# [Task description]
Reproduce exactly, and solely, the lines running from the top of the data below through the line with "positive clicks: (195, 184) (174, 170)", both inclusive. Omit pictures.

# [The input]
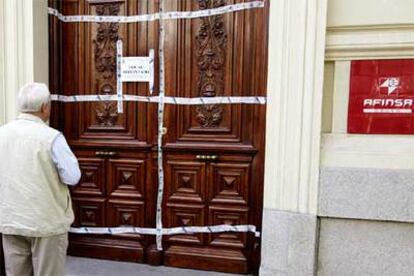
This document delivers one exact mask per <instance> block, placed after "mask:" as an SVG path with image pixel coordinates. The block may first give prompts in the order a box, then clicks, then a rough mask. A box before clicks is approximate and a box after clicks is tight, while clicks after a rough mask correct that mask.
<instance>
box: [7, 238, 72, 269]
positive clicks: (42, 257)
mask: <svg viewBox="0 0 414 276" xmlns="http://www.w3.org/2000/svg"><path fill="white" fill-rule="evenodd" d="M67 247H68V234H63V235H58V236H52V237H44V238H33V237H22V236H14V235H3V248H4V259H5V263H6V275H7V276H32V275H34V276H64V275H65V262H66V250H67Z"/></svg>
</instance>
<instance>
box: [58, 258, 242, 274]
mask: <svg viewBox="0 0 414 276" xmlns="http://www.w3.org/2000/svg"><path fill="white" fill-rule="evenodd" d="M133 275H139V276H161V275H167V276H173V275H179V276H232V275H236V274H226V273H217V272H207V271H198V270H189V269H179V268H172V267H165V266H150V265H145V264H135V263H123V262H113V261H104V260H96V259H87V258H76V257H70V256H69V257H68V259H67V263H66V276H133Z"/></svg>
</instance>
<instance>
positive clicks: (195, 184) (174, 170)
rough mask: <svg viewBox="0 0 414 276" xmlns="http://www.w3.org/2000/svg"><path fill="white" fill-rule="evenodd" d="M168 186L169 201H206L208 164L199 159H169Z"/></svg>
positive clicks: (186, 201) (168, 160)
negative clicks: (205, 172) (205, 185)
mask: <svg viewBox="0 0 414 276" xmlns="http://www.w3.org/2000/svg"><path fill="white" fill-rule="evenodd" d="M165 172H166V177H167V179H169V181H168V183H169V185H167V186H166V189H165V191H166V194H167V195H168V199H167V200H168V201H176V202H177V201H178V202H180V201H181V202H205V200H206V186H205V185H206V182H205V172H206V165H205V164H204V163H201V162H197V161H188V160H176V161H172V160H168V161H167V166H166V170H165Z"/></svg>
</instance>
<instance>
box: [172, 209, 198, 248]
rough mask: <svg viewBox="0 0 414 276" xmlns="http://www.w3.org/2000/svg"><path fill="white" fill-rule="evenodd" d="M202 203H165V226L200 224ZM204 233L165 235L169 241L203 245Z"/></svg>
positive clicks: (172, 241)
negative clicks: (175, 235) (172, 235)
mask: <svg viewBox="0 0 414 276" xmlns="http://www.w3.org/2000/svg"><path fill="white" fill-rule="evenodd" d="M204 218H205V208H204V205H194V204H188V205H187V204H186V205H184V204H173V203H168V204H167V216H166V221H167V224H166V226H167V227H186V226H201V225H203V224H204V220H205V219H204ZM204 237H205V235H204V234H197V235H176V236H170V237H167V240H168V241H169V242H173V243H186V244H198V245H203V244H204V243H205V241H204V239H205V238H204Z"/></svg>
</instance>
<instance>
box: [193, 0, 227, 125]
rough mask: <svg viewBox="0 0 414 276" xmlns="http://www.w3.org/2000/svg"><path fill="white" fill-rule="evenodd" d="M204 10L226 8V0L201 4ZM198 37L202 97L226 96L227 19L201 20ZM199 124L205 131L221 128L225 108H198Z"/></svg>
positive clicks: (199, 82)
mask: <svg viewBox="0 0 414 276" xmlns="http://www.w3.org/2000/svg"><path fill="white" fill-rule="evenodd" d="M198 4H199V7H200V9H201V10H204V9H211V8H218V7H222V6H224V5H225V4H226V3H225V0H198ZM201 21H202V22H201V25H200V28H199V30H198V34H197V36H196V41H197V47H198V48H197V58H198V70H199V75H200V77H199V80H198V90H199V91H200V96H202V97H215V96H219V95H223V90H224V65H225V58H226V53H225V50H226V46H227V34H226V30H225V25H224V16H223V15H217V16H212V17H205V18H202V19H201ZM196 113H197V121H198V122H199V124H200V125H201V126H202V127H204V128H209V127H218V126H219V125H220V123H221V121H222V120H223V107H222V106H221V105H202V106H199V107H197V108H196Z"/></svg>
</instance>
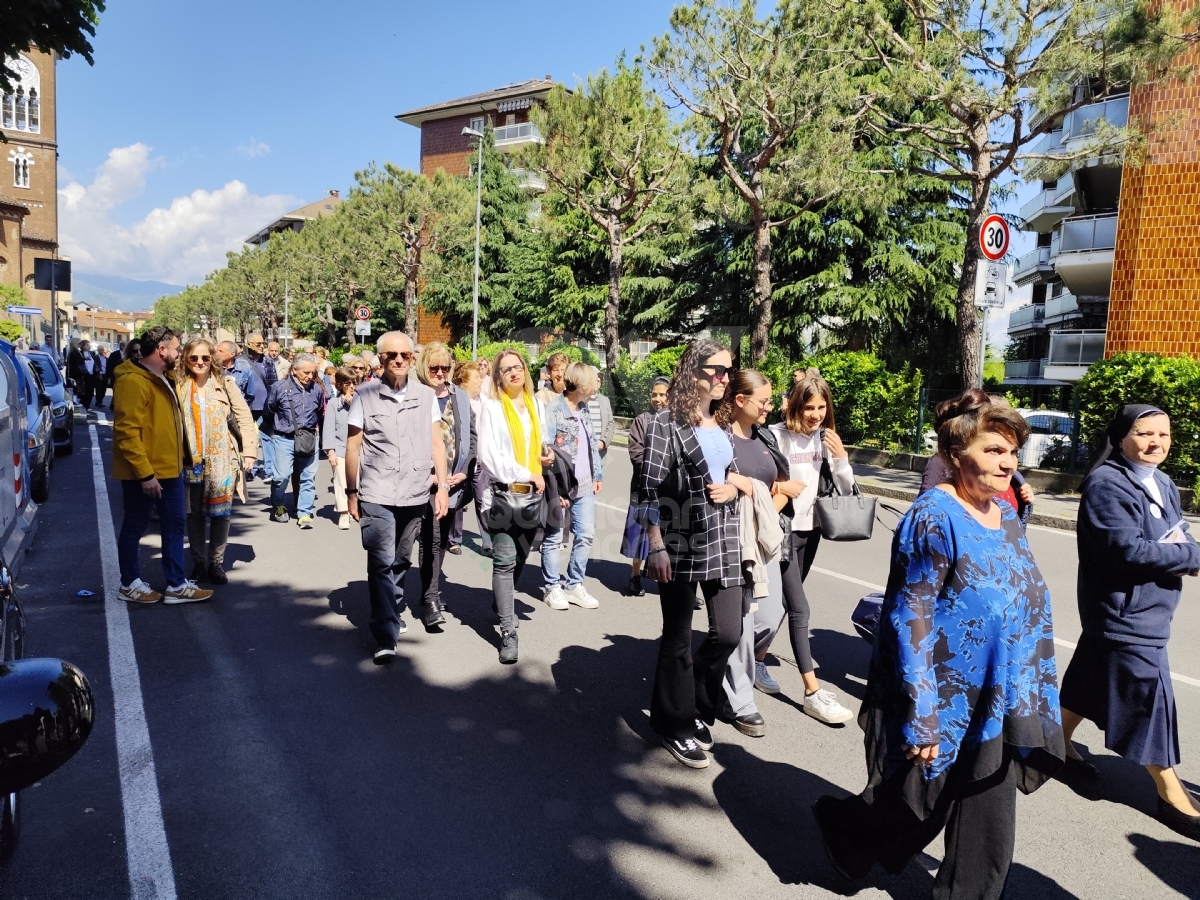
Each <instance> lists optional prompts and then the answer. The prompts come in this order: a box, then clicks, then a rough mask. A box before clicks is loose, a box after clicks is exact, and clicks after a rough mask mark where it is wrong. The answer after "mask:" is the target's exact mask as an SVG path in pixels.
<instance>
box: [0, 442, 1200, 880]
mask: <svg viewBox="0 0 1200 900" xmlns="http://www.w3.org/2000/svg"><path fill="white" fill-rule="evenodd" d="M98 434H100V442H101V445H102V449H103V454H104V464H106V467H107V464H108V443H109V442H108V430H107V428H106V427H103V426H101V427H100V428H98ZM76 440H77V448H78V449H77V450H76V454H74V455H73V456H71V457H60V458H59V461H58V466H56V468H55V470H54V476H53V485H52V499H50V502H49V503H47V504H46V505H44V506H43V508H42V514H41V515H42V524H41V530H40V533H38V536H37V539H36V542H35V547H34V551H32V552H31V553H30V556H29V559H28V563H26V565H25V569H24V570H23V572H22V578H20V583H22V586H23V588H22V596H23V598H24V602H25V611H26V616H28V631H26V640H28V652H29V653H30V654H32V655H55V656H64V658H67V659H70V660H72V661H74V662H76V664H78V665H79V666H80V667H82V668H83V670H84V671H85V672H86V673H88V676H89V678H90V680H91V684H92V688H94V690H95V692H96V697H97V710H98V721H97V725H96V728H95V731H94V733H92V737H91V739H90V740H89V743H88V745H86V746H85V748H84V749H83V750H82V751H80V754H79V755H78V756H77V757H76V758H74V760H72V761H71V762H70V763H68V764H67V766H66V767H65V768H64V769H61V770H60V772H58V773H55V774H54V775H52V776H49V778H48V779H46V780H44V781H43V782H42V784H41V785H38V786H37V787H34V788H30V790H29V791H28V792H26V793H25V794H24V826H23V834H22V838H20V845H19V846H18V850H17V854H16V857H14V858H13V859H12V860H11V862H10V863H8V864H7V865H6V866H4V868H2V869H0V896H2V898H11V899H14V900H16V899H18V898H22V899H23V898H28V899H29V900H50V899H52V898H72V899H74V898H127V896H138V898H140V896H154V895H155V893H154V889H152V887H151V886H148V884H146V883H144V882H138V883H136V884H133V886H131V883H130V881H131V876H130V872H131V860H136V862H134V863H133V864H132V871H134V872H138V871H142V870H143V866H144V864H145V857H146V856H154V854H155V852H156V851H155V847H156V846H157V845H156V844H155V841H154V835H152V834H149V835H148V834H146V833H144V830H145V829H144V824H145V822H146V821H149V820H152V815H151V814H152V812H154V810H152V809H150V808H151V806H154V804H152V803H151V804H149V806H148V805H146V804H140V803H139V805H138V808H137V809H131V808H130V804H128V803H126V804H124V805H122V792H121V784H122V773H124V776H125V779H126V782H128V779H131V778H134V776H137V775H138V774H139V773H140V774H142V775H144V774H145V773H146V772H152V773H154V774H155V775H156V778H155V780H152V781H151V782H150V788H151V791H152V788H154V786H155V784H156V786H157V797H156V799H157V802H158V804H160V806H158V808H160V809H161V821H162V823H163V826H164V833H166V845H164V848H166V852H168V853H169V859H167V858H163V859H162V860H160V862H163V863H169V869H168V871H170V872H173V877H174V890H175V895H178V896H179V898H221V899H226V898H229V899H240V898H246V899H247V900H248V899H251V898H253V899H254V900H266V899H271V898H281V899H283V898H287V899H288V900H293V899H294V898H305V899H306V900H307V899H310V898H312V899H317V898H330V899H337V900H342V899H346V898H385V896H386V898H392V896H394V898H455V899H456V900H457V899H461V898H503V899H505V900H535V899H539V898H547V899H548V898H679V899H680V900H683V899H685V898H686V899H689V900H690V899H691V898H697V896H704V898H709V896H721V898H748V899H749V898H754V899H756V900H757V899H766V898H824V896H836V895H842V894H844V893H845V884H844V883H842V882H841V881H840V880H839V878H838V877H836V875H835V874H834V872H833V870H832V869H830V866H829V865H828V863H827V862H826V859H824V856H823V852H822V848H821V846H820V842H818V840H817V835H816V830H815V826H814V823H812V818H811V815H810V812H809V810H810V808H811V805H812V802H814V800H815V799H816V798H817V797H818V796H821V794H822V793H827V792H832V793H836V794H842V793H845V792H850V791H857V790H859V788H860V787H862V785H863V780H864V768H863V750H862V733H860V731H859V730H858V727H857V726H854V725H853V724H851V725H850V726H845V727H836V728H834V727H827V726H824V725H821V724H820V722H817V721H816V720H814V719H810V718H808V716H805V715H804V714H803V713H802V712H800V709H799V707H798V704H797V700H798V698H800V697H802V696H803V695H802V686H800V679H799V674H798V672H797V671H796V667H794V665H793V664H792V661H791V659H790V656H791V650H790V648H788V646H787V641H786V636H781V637H780V638H779V640H778V641H776V649H778V650H779V653H778V658H776V660H775V661H776V664H778V667H776V668H775V670H773V671H774V672H775V673H776V677H778V678H779V680H780V683H781V684H782V686H784V694H781V695H779V696H778V697H768V696H764V695H758V698H760V710H761V712H762V714H763V715H764V718H766V719H767V722H768V733H767V736H766V737H764V738H761V739H752V738H746V737H743V736H742V734H739V733H738V732H736V731H734V730H733V728H731V727H727V726H724V725H718V727H716V728H715V734H716V739H718V744H716V748H715V750H714V754H713V755H714V764H713V766H712V767H710V768H708V769H706V770H700V772H695V770H689V769H685V768H683V767H680V766H679V764H677V763H676V762H673V761H672V760H671V757H668V756H667V754H666V751H665V750H662V749H661V748H660V745H659V744H658V742H656V739H655V738H654V736H653V734H652V732H650V730H649V724H648V713H647V707H648V704H649V688H650V682H649V679H650V676H652V670H653V660H654V654H655V644H656V638H658V635H659V631H660V618H659V612H658V604H656V602H655V598H654V595H653V594H650V595H648V596H646V598H642V599H630V598H624V596H622V595H620V593H619V592H620V589H622V588H623V586H624V583H625V581H626V577H628V566H626V564H625V562H624V560H622V559H620V557H619V552H618V548H619V541H620V530H622V526H623V523H624V508H625V505H626V486H628V481H629V460H628V456H625V454H624V451H623V450H620V449H617V448H614V449H613V451H612V454H610V457H608V462H607V463H606V467H607V479H606V481H607V485H608V486H607V487H606V488H605V491H604V493H602V494H601V496H600V500H601V503H602V504H605V505H602V506H601V509H600V516H599V522H600V524H599V539H598V542H596V552H595V553H594V559H593V562H592V565H590V566H589V576H590V577H592V580H593V584H594V587H593V588H592V590H593V593H594V594H595V595H596V596H598V598H599V599H600V601H601V606H600V608H599V610H595V611H583V610H580V608H577V607H571V610H570V611H568V612H556V611H552V610H550V608H548V607H546V606H545V605H544V604H541V602H540V600H539V599H538V598H539V596H540V592H539V590H538V586H539V584H540V578H539V572H538V569H536V568H530V569H528V570H527V572H526V575H524V578H523V580H522V582H521V589H522V590H521V592H520V594H518V608H520V611H521V613H522V624H521V631H520V635H521V662H520V664H518V665H516V666H512V667H502V666H499V665H498V662H497V647H498V636H497V634H496V629H494V628H493V623H492V613H491V608H490V605H491V595H490V588H488V586H490V560H488V559H486V558H482V557H479V556H476V554H475V553H474V552H472V551H470V550H469V548H468V552H466V553H464V554H463V556H461V557H449V558H448V562H446V569H445V575H446V578H445V587H444V594H443V595H444V598H445V599H446V602H448V606H449V613H450V614H449V619H450V622H449V624H448V626H446V628H445V629H444V631H443V632H440V634H427V632H426V631H425V630H424V628H421V626H420V625H418V624H415V623H413V622H412V619H409V622H410V626H409V631H408V634H407V635H406V636H404V637H403V638H402V641H401V646H400V653H401V655H400V660H398V661H397V662H396V665H394V666H392V667H390V668H377V667H376V666H373V665H372V664H371V662H370V653H371V650H372V643H371V640H370V636H368V634H367V631H366V618H367V599H366V583H365V556H364V552H362V548H361V545H360V541H359V535H358V534H356V532H355V530H350V532H340V530H337V528H336V526H335V523H334V517H332V514H331V503H332V494H331V492H330V491H329V470H328V469H326V468H324V467H323V468H322V473H320V475H319V482H318V484H319V488H320V490H319V505H322V506H324V508H325V509H324V510H323V511H322V514H320V516H319V517H318V521H317V527H316V529H314V530H312V532H300V530H299V529H298V528H296V527H295V526H294V524H289V526H282V524H272V523H271V522H269V521H268V518H266V514H265V488H264V486H263V485H259V484H256V485H253V486H252V492H253V497H252V503H251V504H250V505H247V506H239V508H238V509H236V512H235V521H234V529H233V536H232V541H230V547H229V557H228V562H229V563H232V570H230V583H229V584H228V586H227V587H226V588H222V589H221V590H220V593H218V594H217V596H216V599H215V600H214V601H212V602H210V604H206V605H196V606H184V607H166V606H162V605H158V606H155V607H142V608H133V610H130V611H128V613H130V614H128V619H130V629H131V634H132V641H133V647H134V649H136V662H137V667H138V672H139V676H140V694H142V697H143V701H144V709H145V722H146V727H148V731H149V737H150V746H151V748H152V766H154V768H152V769H150V768H149V767H148V763H149V762H150V754H142V755H134V756H133V757H130V756H128V754H124V752H122V754H119V752H118V745H116V725H115V722H114V702H113V690H114V684H113V682H112V678H110V666H109V662H110V660H109V642H108V637H107V631H106V608H104V599H103V598H104V584H103V576H102V551H101V539H100V535H98V532H97V508H96V504H97V496H96V491H95V488H94V480H92V463H91V458H90V455H89V454H90V442H89V438H88V430H86V428H85V427H84V426H83V425H82V424H79V425H77V431H76ZM115 494H116V492H115V491H114V490H113V482H109V499H108V508H107V510H106V511H108V512H109V514H110V515H112V517H113V522H114V526H115V527H118V528H119V526H120V502H119V499H118V498H116V496H115ZM101 503H104V500H101ZM101 509H104V506H101ZM887 517H888V516H887V514H884V518H887ZM468 521H469V520H468ZM469 527H470V526H468V528H469ZM889 538H890V535H889V533H888V532H887V530H884V529H883V528H880V527H877V528H876V535H875V538H874V539H872V540H871V541H869V542H864V544H852V545H833V544H824V545H822V547H821V551H820V553H818V556H817V559H816V566H817V568H816V569H815V570H814V572H812V574H811V575H810V577H809V589H810V595H811V598H812V599H814V607H815V608H814V624H812V643H814V654H815V656H816V659H817V661H818V665H820V671H818V676H820V677H821V678H822V679H823V680H824V682H826V683H827V684H828V685H829V686H832V688H833V689H834V690H835V691H836V692H838V694H839V695H840V697H841V698H842V702H845V703H846V704H847V706H851V707H852V708H856V709H857V706H858V701H859V697H860V696H862V694H863V686H864V680H863V677H864V674H865V672H866V662H868V654H869V648H868V646H866V644H865V643H863V642H862V641H860V640H859V638H858V637H857V636H854V634H853V630H852V628H851V625H850V612H851V610H852V608H853V606H854V604H856V602H857V600H858V599H859V598H860V596H862V595H863V594H865V593H869V590H870V588H869V587H868V586H869V584H878V583H881V582H882V581H883V580H884V578H886V571H887V557H888V542H889ZM1030 539H1031V542H1032V545H1033V548H1034V552H1036V554H1037V558H1038V560H1039V563H1040V565H1042V569H1043V572H1044V575H1045V578H1046V581H1048V583H1049V584H1050V588H1051V592H1052V598H1054V601H1055V616H1056V623H1057V635H1058V638H1060V641H1062V642H1067V644H1069V643H1070V642H1073V641H1075V640H1076V638H1078V634H1079V623H1078V617H1076V614H1075V610H1074V578H1075V544H1074V536H1073V535H1070V534H1067V533H1060V532H1051V530H1048V529H1032V530H1031V532H1030ZM474 545H475V540H474V538H473V536H468V546H474ZM157 547H158V541H157V536H156V535H151V536H148V538H146V540H145V541H144V544H143V552H144V560H145V563H144V565H145V569H144V571H145V574H146V576H148V580H149V581H151V583H158V582H160V580H161V576H160V575H158V572H160V569H158V563H157V556H158V548H157ZM536 559H538V557H536V556H534V560H535V562H536ZM416 581H418V578H416V572H415V569H414V570H413V571H412V572H410V576H409V588H410V596H412V595H414V594H415V590H416ZM80 588H83V589H89V590H94V592H96V596H92V598H78V596H76V592H77V590H79V589H80ZM1198 601H1200V586H1198V583H1196V582H1195V581H1192V580H1189V581H1188V584H1187V588H1186V592H1184V598H1183V602H1182V605H1181V610H1180V614H1178V617H1177V619H1176V626H1175V637H1174V640H1172V644H1171V652H1172V654H1174V658H1172V668H1174V671H1175V672H1177V673H1180V674H1181V676H1182V677H1183V678H1182V679H1181V680H1177V682H1176V685H1175V686H1176V694H1177V698H1178V706H1180V731H1181V739H1182V744H1183V758H1184V762H1183V766H1182V775H1183V776H1184V778H1186V779H1188V780H1190V781H1193V782H1195V781H1198V780H1200V775H1198V774H1196V767H1198V764H1200V653H1198V650H1196V647H1198V642H1196V638H1198V637H1200V610H1198ZM696 624H697V628H698V629H702V628H703V618H702V613H700V614H697V619H696ZM697 640H698V635H697ZM1067 644H1063V646H1061V647H1060V671H1061V670H1062V667H1063V666H1064V665H1066V662H1067V660H1068V658H1069V652H1070V650H1069V647H1068V646H1067ZM126 688H127V685H126ZM1079 737H1080V739H1081V740H1082V742H1084V743H1085V744H1086V745H1087V746H1088V748H1090V749H1091V750H1092V751H1093V752H1094V754H1097V756H1098V760H1097V764H1098V766H1099V768H1100V770H1102V773H1103V775H1104V786H1103V788H1102V790H1100V792H1099V797H1098V798H1092V799H1085V798H1082V797H1080V796H1076V794H1075V793H1073V792H1072V791H1070V790H1068V788H1067V787H1066V786H1063V785H1061V784H1058V782H1051V784H1050V785H1048V786H1045V787H1043V788H1042V790H1040V791H1038V792H1037V793H1034V794H1032V796H1030V797H1022V798H1021V800H1020V803H1019V818H1020V821H1019V830H1018V846H1016V859H1015V865H1014V868H1013V872H1012V877H1010V881H1009V890H1008V896H1009V898H1020V899H1022V900H1024V899H1025V898H1048V899H1051V900H1068V899H1069V898H1079V899H1080V900H1093V899H1106V898H1136V899H1138V900H1151V899H1153V898H1177V896H1198V895H1200V846H1198V845H1195V844H1192V842H1189V841H1186V840H1184V839H1182V838H1180V836H1178V835H1175V834H1174V833H1171V832H1169V830H1168V829H1165V828H1164V827H1162V826H1160V824H1158V823H1157V822H1156V821H1154V820H1153V818H1152V817H1151V815H1150V814H1151V812H1152V810H1153V804H1154V791H1153V786H1152V784H1151V781H1150V779H1148V776H1147V775H1146V774H1145V773H1144V772H1142V770H1141V769H1140V768H1139V767H1135V766H1132V764H1128V763H1126V762H1124V761H1122V760H1120V758H1117V757H1115V756H1111V755H1109V754H1106V752H1105V751H1104V749H1103V744H1102V742H1100V740H1099V736H1098V733H1097V732H1096V731H1094V730H1092V728H1090V726H1085V727H1084V728H1081V730H1080V732H1079ZM148 810H149V812H148ZM148 817H149V818H148ZM127 822H128V823H130V824H128V827H127ZM940 857H941V842H940V841H938V842H935V844H934V845H931V846H930V847H929V850H928V856H925V857H922V858H920V859H919V860H918V862H919V864H918V863H914V864H913V865H910V868H908V870H907V871H906V872H905V874H904V875H902V876H899V877H887V876H883V875H882V874H878V872H877V877H876V880H875V881H872V882H870V883H869V884H868V886H866V887H864V888H863V889H862V890H860V892H859V894H858V896H862V898H895V899H896V900H900V899H901V898H905V899H907V898H913V899H916V898H924V896H928V893H929V888H930V884H931V881H932V878H931V875H930V872H931V871H932V870H936V866H937V859H938V858H940ZM160 895H163V896H169V894H163V893H161V894H160Z"/></svg>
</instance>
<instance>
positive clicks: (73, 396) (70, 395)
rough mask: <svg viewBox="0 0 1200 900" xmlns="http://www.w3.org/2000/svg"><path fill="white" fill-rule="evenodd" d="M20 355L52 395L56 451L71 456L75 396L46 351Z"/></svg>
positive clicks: (29, 352) (52, 416) (22, 353)
mask: <svg viewBox="0 0 1200 900" xmlns="http://www.w3.org/2000/svg"><path fill="white" fill-rule="evenodd" d="M18 355H22V356H24V358H25V359H28V360H29V361H30V362H32V364H34V368H36V370H37V374H40V376H41V378H42V386H43V388H46V392H47V394H49V395H50V418H52V419H53V420H54V449H55V450H61V451H62V452H64V454H70V452H72V451H73V450H74V396H73V395H72V394H71V391H68V390H67V382H66V378H64V376H62V370H61V368H59V366H58V364H56V362H55V361H54V359H53V358H52V356H50V354H48V353H46V352H44V350H25V352H23V353H20V354H18Z"/></svg>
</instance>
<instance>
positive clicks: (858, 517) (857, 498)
mask: <svg viewBox="0 0 1200 900" xmlns="http://www.w3.org/2000/svg"><path fill="white" fill-rule="evenodd" d="M821 442H822V444H821V446H822V449H824V430H823V428H822V430H821ZM812 514H814V516H815V517H816V526H817V529H818V530H820V532H821V536H822V538H824V539H826V540H830V541H865V540H870V539H871V530H872V529H874V527H875V498H874V497H864V496H863V492H862V491H860V490H859V488H858V485H857V484H856V485H854V487H853V492H852V493H850V494H847V496H842V494H839V493H838V487H836V485H835V484H834V480H833V470H832V469H830V467H829V452H828V451H824V452H823V455H822V457H821V478H820V481H818V486H817V499H816V502H815V503H814V509H812Z"/></svg>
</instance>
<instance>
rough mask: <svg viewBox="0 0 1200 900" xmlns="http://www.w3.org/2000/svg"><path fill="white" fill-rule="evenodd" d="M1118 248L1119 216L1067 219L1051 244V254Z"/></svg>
mask: <svg viewBox="0 0 1200 900" xmlns="http://www.w3.org/2000/svg"><path fill="white" fill-rule="evenodd" d="M1116 246H1117V214H1116V212H1109V214H1106V215H1103V216H1076V217H1074V218H1066V220H1063V222H1062V226H1061V227H1060V228H1058V229H1057V230H1056V232H1055V236H1054V239H1052V240H1051V242H1050V254H1051V256H1058V254H1060V253H1086V252H1087V251H1092V250H1112V248H1114V247H1116Z"/></svg>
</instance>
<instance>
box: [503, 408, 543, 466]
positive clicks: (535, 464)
mask: <svg viewBox="0 0 1200 900" xmlns="http://www.w3.org/2000/svg"><path fill="white" fill-rule="evenodd" d="M524 401H526V410H528V413H529V421H530V424H532V425H533V427H532V428H530V430H529V444H528V445H527V444H526V442H524V427H523V426H522V425H521V416H518V415H517V408H516V407H515V406H512V397H510V396H509V392H508V391H505V390H502V391H500V408H502V409H504V424H505V425H508V426H509V438H510V439H511V440H512V452H514V454H516V457H517V462H518V463H521V464H522V466H524V467H526V468H527V469H529V472H530V473H532V474H534V475H540V474H541V462H540V461H539V458H538V457H540V456H541V421H540V420H539V419H538V401H536V400H534V398H533V395H530V394H526V395H524Z"/></svg>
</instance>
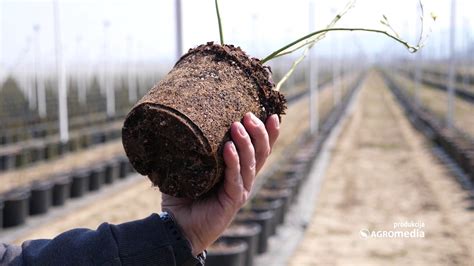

# [Finished task]
This document delivers one exact mask per <instance> block, placed after "mask:" as an SVG path with image pixel coordinates. The block may first give prompts in the order a box, then clicks, then a rough mask. A box before clicks is approximate and a box after clicks is tight, while clicks after a rough mask correct that mask.
<instance>
box: [7, 238, 72, 269]
positive clicks: (42, 257)
mask: <svg viewBox="0 0 414 276" xmlns="http://www.w3.org/2000/svg"><path fill="white" fill-rule="evenodd" d="M67 247H68V234H63V235H58V236H52V237H44V238H33V237H22V236H14V235H3V248H4V259H5V263H6V275H7V276H32V275H34V276H64V275H65V262H66V250H67Z"/></svg>
</instance>
<instance>
box: [58, 258, 242, 274]
mask: <svg viewBox="0 0 414 276" xmlns="http://www.w3.org/2000/svg"><path fill="white" fill-rule="evenodd" d="M133 275H139V276H161V275H167V276H173V275H179V276H232V275H236V274H226V273H217V272H207V271H198V270H189V269H179V268H172V267H165V266H150V265H145V264H135V263H123V262H113V261H104V260H96V259H87V258H76V257H70V256H69V257H68V259H67V263H66V276H133Z"/></svg>
</instance>
<instance>
positive clicks: (195, 184) (174, 170)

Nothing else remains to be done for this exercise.